» EXCERPT PROVIDED:
Spider-Man: No Way Home is a massive achievement, opening up the MCU to include characters from across the Multiverse. Bringing back characters from franchises past, the movie includes both Tobey Maguire’s and Andrew Garfield’s incarnations of the titular web-slinger, alongside some of their fearsome foes, like Willem Dafoe’s Green Goblin and Jamie Foxx’s Electro.
While fans clearly appreciated the film’s multiverse-spanning stakes, propelling it to over a billion dollars at the box office, No Way Home was also received warmly by critics. Sony has been pushing for critical acknowledgment with a recent awards campaign, but a recent mistake will keep the film from being eligible at the BAFTAs.
Even with this one roadblock, the future of Spider-Man: No Way Home seems bright, with the film possibly even reigniting hopes for a more permanent return of Andrew Garfield to the role.
Fans excited to rewatch the film can catch Spider-Man: No Way Home on streaming platforms on February 28, though some scenes may be a little different…
Two Versions of a Key Green Goblin Scene
A recently surfaced clip from Twitter account @ThisDrinkIlike1 shows two different edits of a scene in the theatrical version of Spider-Man: No Way Home. The sequence, which sees Willem Dafoe’s Norman Osborn confront the voice of Green Goblin in his head, is slightly different in the two versions.

» INFORMATION SUPPLIED:

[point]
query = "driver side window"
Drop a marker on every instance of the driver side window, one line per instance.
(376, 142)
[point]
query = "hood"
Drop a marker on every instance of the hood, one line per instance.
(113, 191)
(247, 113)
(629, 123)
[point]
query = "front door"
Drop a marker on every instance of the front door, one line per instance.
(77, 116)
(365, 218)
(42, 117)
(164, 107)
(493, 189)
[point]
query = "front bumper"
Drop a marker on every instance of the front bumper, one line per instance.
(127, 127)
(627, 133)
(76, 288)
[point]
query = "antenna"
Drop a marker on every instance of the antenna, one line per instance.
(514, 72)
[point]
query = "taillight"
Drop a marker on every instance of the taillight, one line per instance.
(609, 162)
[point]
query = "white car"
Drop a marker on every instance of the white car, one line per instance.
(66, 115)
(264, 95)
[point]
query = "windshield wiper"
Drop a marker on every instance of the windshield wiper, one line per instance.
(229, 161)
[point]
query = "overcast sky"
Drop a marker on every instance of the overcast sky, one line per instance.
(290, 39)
---
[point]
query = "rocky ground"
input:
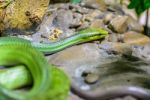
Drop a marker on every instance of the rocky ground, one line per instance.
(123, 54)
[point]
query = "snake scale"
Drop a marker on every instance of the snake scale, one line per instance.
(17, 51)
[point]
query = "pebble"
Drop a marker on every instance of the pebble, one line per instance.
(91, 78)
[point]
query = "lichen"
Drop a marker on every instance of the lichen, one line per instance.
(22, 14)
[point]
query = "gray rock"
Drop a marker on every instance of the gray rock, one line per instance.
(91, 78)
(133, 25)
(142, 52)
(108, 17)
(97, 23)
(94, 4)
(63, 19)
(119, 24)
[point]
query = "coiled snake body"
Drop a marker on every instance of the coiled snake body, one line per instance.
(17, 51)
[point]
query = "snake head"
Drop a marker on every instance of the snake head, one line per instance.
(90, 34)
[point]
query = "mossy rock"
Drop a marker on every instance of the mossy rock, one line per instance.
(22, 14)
---
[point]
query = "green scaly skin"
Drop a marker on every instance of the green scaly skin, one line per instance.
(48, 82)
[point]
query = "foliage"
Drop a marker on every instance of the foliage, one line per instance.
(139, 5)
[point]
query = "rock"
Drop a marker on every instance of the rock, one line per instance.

» AIM OF THE EXERCISE:
Set down the passage of the Spider-Man: No Way Home article above from "Even with this" to "the two versions.", copied word for word.

» YOUR SOLUTION:
Even with this one roadblock, the future of Spider-Man: No Way Home seems bright, with the film possibly even reigniting hopes for a more permanent return of Andrew Garfield to the role.
Fans excited to rewatch the film can catch Spider-Man: No Way Home on streaming platforms on February 28, though some scenes may be a little different…
Two Versions of a Key Green Goblin Scene
A recently surfaced clip from Twitter account @ThisDrinkIlike1 shows two different edits of a scene in the theatrical version of Spider-Man: No Way Home. The sequence, which sees Willem Dafoe’s Norman Osborn confront the voice of Green Goblin in his head, is slightly different in the two versions.